» **Items from a dataset**:
=====

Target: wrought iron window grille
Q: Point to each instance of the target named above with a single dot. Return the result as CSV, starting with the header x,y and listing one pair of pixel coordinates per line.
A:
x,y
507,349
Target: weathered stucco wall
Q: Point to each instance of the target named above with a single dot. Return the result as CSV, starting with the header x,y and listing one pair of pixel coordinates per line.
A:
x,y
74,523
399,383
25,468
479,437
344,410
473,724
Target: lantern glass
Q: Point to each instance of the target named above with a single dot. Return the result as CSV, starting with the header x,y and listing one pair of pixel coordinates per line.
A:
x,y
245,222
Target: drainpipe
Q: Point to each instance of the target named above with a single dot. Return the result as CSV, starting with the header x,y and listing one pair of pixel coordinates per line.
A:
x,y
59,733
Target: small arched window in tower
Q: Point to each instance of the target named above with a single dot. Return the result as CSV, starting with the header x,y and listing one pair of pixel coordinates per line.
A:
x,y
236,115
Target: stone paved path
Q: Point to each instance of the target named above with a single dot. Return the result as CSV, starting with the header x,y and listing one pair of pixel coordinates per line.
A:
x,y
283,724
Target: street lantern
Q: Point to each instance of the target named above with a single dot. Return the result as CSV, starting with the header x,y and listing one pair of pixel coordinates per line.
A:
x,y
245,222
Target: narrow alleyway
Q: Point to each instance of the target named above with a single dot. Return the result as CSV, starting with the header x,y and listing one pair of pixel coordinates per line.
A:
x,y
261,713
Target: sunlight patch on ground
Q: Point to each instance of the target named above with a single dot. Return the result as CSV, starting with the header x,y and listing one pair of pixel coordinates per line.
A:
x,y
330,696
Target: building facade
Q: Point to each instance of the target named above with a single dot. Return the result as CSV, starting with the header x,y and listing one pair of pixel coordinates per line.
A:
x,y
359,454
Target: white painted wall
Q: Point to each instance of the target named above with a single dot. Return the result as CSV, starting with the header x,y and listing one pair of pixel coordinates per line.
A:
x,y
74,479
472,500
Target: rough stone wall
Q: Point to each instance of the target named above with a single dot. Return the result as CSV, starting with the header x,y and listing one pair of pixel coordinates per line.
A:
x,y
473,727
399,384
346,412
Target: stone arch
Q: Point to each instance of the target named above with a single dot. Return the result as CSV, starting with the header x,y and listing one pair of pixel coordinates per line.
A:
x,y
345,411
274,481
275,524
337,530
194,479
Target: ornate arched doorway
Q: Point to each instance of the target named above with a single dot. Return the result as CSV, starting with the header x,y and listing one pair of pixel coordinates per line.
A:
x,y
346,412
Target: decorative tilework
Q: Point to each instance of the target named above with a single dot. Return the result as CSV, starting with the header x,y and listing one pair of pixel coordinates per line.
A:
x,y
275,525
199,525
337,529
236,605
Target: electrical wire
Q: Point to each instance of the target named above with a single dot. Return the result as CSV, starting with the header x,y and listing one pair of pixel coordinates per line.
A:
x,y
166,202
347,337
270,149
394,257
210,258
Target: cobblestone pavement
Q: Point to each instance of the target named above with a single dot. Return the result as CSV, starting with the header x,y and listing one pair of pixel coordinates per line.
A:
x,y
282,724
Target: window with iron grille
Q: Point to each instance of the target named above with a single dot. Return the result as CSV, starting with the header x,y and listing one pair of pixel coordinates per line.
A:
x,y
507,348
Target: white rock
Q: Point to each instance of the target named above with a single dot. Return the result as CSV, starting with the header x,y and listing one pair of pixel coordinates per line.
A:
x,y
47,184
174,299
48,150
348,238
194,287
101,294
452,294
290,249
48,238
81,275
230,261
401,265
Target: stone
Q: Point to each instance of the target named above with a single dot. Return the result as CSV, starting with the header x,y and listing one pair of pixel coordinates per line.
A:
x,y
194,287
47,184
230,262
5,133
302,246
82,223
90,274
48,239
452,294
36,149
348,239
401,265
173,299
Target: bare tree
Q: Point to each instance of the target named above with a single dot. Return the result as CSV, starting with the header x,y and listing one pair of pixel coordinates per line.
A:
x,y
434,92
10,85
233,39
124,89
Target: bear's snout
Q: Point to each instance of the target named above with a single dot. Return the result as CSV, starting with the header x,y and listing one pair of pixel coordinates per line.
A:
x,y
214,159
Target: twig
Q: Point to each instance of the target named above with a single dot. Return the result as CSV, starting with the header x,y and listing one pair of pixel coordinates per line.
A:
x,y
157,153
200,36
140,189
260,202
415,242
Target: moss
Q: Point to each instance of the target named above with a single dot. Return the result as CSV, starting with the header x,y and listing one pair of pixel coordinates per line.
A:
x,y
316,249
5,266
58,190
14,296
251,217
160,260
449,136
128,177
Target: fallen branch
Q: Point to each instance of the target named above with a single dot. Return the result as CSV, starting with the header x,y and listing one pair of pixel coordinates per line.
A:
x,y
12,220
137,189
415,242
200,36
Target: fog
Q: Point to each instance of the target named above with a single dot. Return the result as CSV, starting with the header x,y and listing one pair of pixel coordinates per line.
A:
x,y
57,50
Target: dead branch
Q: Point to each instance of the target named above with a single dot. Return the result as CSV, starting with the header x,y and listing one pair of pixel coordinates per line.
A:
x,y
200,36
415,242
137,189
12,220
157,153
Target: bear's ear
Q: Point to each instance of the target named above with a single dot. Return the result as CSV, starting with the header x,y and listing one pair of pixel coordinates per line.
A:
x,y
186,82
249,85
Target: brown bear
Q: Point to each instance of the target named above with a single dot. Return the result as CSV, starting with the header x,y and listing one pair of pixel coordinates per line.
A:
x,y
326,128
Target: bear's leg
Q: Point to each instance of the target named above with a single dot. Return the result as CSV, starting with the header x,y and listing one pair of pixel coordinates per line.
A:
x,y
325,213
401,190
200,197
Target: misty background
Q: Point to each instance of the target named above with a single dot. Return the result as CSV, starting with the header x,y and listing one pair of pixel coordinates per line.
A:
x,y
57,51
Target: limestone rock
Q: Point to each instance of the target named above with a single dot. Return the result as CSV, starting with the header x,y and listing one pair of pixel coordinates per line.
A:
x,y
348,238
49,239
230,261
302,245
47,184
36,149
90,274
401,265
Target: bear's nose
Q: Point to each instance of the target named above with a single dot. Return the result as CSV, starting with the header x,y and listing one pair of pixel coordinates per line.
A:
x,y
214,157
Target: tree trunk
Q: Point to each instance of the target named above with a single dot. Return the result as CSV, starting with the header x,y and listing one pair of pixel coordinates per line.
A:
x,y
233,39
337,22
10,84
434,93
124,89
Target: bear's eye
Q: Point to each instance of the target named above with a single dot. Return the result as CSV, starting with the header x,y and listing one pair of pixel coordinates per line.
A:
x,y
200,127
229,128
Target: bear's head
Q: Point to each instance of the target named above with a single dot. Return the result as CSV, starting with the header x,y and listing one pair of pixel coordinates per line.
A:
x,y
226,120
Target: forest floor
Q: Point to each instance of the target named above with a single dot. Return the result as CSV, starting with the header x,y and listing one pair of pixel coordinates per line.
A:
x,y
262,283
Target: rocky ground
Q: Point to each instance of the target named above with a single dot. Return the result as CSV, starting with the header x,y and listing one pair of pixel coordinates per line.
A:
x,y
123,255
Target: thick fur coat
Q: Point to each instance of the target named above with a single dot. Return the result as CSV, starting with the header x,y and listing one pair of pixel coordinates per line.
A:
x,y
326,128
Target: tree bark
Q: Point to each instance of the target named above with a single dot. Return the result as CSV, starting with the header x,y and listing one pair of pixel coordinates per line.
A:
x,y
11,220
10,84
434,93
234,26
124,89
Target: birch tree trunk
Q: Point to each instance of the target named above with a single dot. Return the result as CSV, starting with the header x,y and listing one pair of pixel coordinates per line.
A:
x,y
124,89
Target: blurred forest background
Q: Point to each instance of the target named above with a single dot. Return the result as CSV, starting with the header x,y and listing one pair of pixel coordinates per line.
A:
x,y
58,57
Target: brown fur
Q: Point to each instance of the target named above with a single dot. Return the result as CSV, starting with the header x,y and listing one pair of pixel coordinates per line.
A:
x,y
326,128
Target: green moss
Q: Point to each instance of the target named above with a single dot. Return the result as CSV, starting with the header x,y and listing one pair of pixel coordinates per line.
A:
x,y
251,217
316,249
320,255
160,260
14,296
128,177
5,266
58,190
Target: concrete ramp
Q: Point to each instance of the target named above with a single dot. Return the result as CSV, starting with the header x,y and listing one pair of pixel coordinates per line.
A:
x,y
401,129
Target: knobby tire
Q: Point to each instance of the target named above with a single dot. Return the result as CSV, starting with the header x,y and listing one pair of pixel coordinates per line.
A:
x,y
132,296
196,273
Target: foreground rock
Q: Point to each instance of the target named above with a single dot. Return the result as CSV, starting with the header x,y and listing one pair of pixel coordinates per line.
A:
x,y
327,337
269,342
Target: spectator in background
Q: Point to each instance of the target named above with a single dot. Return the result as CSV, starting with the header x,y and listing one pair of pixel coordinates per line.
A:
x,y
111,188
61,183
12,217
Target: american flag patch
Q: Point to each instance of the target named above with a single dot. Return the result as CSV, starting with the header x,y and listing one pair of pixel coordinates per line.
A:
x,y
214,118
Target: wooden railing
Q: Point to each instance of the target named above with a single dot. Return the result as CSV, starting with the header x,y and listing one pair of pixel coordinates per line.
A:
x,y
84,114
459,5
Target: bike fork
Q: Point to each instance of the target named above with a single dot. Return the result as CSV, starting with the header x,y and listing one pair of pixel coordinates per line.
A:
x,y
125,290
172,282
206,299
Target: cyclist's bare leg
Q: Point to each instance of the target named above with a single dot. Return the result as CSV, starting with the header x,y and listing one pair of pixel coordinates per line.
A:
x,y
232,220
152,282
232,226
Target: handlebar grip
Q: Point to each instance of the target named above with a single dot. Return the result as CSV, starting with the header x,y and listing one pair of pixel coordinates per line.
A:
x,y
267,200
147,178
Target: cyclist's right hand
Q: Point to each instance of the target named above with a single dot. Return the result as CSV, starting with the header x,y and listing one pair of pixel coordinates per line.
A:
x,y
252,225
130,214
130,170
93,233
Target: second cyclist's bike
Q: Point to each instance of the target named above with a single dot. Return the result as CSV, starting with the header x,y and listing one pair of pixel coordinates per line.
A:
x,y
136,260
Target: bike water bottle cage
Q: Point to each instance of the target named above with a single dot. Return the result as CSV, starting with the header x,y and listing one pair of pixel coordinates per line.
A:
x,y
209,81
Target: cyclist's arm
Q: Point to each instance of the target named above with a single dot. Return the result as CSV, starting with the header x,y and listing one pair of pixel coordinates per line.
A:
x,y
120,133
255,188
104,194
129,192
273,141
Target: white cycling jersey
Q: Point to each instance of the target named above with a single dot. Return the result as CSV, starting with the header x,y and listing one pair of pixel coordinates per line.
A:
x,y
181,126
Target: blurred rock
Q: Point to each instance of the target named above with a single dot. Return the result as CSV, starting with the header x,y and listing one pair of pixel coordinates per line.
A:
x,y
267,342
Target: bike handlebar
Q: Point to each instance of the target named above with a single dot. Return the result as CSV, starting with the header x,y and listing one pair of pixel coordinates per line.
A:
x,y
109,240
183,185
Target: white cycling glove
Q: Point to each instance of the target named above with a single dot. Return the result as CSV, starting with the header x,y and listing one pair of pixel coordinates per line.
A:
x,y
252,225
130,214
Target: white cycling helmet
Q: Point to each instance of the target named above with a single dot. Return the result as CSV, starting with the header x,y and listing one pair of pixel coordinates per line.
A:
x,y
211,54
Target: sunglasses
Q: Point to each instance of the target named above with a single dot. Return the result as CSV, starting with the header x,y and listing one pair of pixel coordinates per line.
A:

=====

» **Your instructions**: Retrieve each line from the records above where the word "cyclist" occurs.

» **Finished exercise**:
Target: cyclist's bare leg
Target: cyclist's right hand
Target: second cyclist's bike
Target: cyclist's arm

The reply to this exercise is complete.